A ligação emocional entre os dois e a ótima temporada de Rubens Barrichello em 1994 – levando a Jordan-Hart à sua primeira pole, na chuvosa Spa-Francorchamps, trouxeram um enorme peso de 100 e tantos milhões de brasileiros para as costas do piloto. E ele pediu por mais: correu no Brasil com as cores do capacete do “Chefe”, algo até que virou lugar comum nas temporadas seguintes.
Era uma pressão que ninguém precisava. Nem ele.
Rubens Barrichello não era Ayrton Senna (aliás, ninguém é Ayrton Senna. Cada um tem sua história, que não é necessariamente maior ou menor, apenas diferente) e, quando os resultados esperados não chegaram, a pressão e o descrédito apertaram. Rubinho errou ao acreditar demais em Eddie Jordan, negando até um convite para pilotar pela então decadente McLaren. O brasileiro viu os carros prateados virarem foguetes e sua Jordan virar abóbora (literalmente). Ficou quase a pé pela primeira vez, para ser resgatado na recém-criada equipe Stewart.
Na Stewart, Rubens novamente se destacou. Não deu a primeira vitória para a equipe, mas fez bonito em 1999. Foi o suficiente para ir para a Ferrari em 2000, ficando ao lado do então bicampeão Michael Schumacher como segundo piloto. Só que Rubinho preferiu fugir da realidade e adotou um discurso mais ridículo que sua sambadinhas no pódio: não era o segundo piloto da Scuderia, mas sim o “1-B”. Assim, tínhamos dois motivos para vergonha alheia.

# Tarefa curta a:
Repita, sem nenhuma alteração, tudo o que está na listagem, da linha que contém "Objective — one pin per instance of the shirt" até o final da listagem.
O trecho e a listagem não têm nenhuma relação entre si.

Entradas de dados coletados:
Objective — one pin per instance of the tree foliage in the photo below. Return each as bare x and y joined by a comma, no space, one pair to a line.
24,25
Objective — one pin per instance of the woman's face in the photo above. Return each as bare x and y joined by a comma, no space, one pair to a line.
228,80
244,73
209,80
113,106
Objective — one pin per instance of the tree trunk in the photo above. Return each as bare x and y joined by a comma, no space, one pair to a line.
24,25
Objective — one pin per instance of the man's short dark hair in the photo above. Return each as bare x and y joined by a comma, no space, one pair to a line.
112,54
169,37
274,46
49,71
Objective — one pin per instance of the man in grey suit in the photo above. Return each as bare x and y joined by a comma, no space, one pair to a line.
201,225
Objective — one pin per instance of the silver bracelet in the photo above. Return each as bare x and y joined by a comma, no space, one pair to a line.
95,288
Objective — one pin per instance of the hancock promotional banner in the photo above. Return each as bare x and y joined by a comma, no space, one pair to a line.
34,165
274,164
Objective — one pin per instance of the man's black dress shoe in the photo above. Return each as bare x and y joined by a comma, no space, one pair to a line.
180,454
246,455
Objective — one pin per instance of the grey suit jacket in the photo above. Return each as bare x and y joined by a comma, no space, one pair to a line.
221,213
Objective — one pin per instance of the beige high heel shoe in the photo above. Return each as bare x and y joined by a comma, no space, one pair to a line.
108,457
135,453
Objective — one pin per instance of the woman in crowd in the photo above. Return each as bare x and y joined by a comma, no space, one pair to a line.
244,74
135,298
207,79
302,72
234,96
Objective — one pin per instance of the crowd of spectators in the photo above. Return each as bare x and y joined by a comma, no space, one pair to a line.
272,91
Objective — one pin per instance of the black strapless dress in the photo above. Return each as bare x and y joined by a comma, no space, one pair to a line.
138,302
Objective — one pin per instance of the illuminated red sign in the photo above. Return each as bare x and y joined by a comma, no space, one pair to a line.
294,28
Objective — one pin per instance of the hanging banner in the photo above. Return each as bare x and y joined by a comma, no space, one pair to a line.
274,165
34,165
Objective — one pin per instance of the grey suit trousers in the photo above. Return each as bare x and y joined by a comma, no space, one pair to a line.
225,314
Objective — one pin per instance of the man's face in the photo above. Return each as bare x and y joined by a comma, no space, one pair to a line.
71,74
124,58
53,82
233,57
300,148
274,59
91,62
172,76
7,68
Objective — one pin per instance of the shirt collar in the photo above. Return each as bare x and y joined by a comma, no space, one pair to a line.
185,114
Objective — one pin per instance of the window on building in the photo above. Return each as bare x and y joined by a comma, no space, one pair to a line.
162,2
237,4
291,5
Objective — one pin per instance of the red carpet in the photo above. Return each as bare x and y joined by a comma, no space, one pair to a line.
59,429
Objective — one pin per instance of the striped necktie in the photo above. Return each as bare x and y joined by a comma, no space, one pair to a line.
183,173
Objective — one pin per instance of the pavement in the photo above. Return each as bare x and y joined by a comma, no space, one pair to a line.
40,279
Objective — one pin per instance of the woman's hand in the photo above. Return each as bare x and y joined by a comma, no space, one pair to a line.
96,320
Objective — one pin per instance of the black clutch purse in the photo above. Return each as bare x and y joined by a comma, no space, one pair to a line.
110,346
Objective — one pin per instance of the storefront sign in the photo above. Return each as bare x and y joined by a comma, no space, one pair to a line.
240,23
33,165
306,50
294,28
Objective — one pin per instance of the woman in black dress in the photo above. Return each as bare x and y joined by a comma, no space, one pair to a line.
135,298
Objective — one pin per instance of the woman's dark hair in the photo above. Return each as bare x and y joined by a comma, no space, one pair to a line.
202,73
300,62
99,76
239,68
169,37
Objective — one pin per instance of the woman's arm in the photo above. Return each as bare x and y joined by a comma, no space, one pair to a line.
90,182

# Tarefa curta b:
Duplique fielmente o trecho sobre Rubens Barrichello, de "Rubens Barrichello não" até "recém-criada equipe Stewart.".

# Resultado final a:
Objective — one pin per instance of the shirt collar in the photo above. Return each as bare x and y joined by a comma, no space, one pair to a line.
185,114
Objective — one pin per instance of the window on building in the photo above. Return each as bare x and y joined by a comma, no space, one pair to a line.
162,2
237,4
291,5
Objective — one pin per instance of the red carpet in the photo above. Return each as bare x and y joined by a comma, no space, one pair to a line.
59,429
Objective — one pin per instance of the striped necktie in the photo above. Return each as bare x and y joined by a comma, no space, one pair to a line.
183,173
Objective — one pin per instance of the pavement in the photo above. Return each as bare x and y joined by a comma, no space, one pair to a line.
40,279
Objective — one pin per instance of the woman's hand in the photo above. Return each as bare x and y joined by a comma, no space, one pair to a line.
96,320
Objective — one pin per instance of the black clutch purse in the photo above. Return each as bare x and y joined by a comma, no space, one pair to a line.
110,346
Objective — one pin per instance of the storefront sign in the photo above. Return each as bare x and y joined by a comma, no space, one pair to a line.
240,23
33,165
306,50
294,28
Objective — one pin per instance of the woman in black dress in the photo above. Return each as bare x and y joined by a comma, no space, one pair to a line.
135,298
Objective — one pin per instance of the woman's dark hair in the photo above. Return each as bare x and y joined by a comma, no space, one pair to a line.
202,73
300,62
99,76
239,68
169,37
Objective — one pin per instance of the woman's arm in the photo above. Return each as bare x and y joined by a comma, no space, one pair to a line.
90,182

# Resultado final b:
Rubens Barrichello não era Ayrton Senna (aliás, ninguém é Ayrton Senna. Cada um tem sua história, que não é necessariamente maior ou menor, apenas diferente) e, quando os resultados esperados não chegaram, a pressão e o descrédito apertaram. Rubinho errou ao acreditar demais em Eddie Jordan, negando até um convite para pilotar pela então decadente McLaren. O brasileiro viu os carros prateados virarem foguetes e sua Jordan virar abóbora (literalmente). Ficou quase a pé pela primeira vez, para ser resgatado na recém-criada equipe Stewart.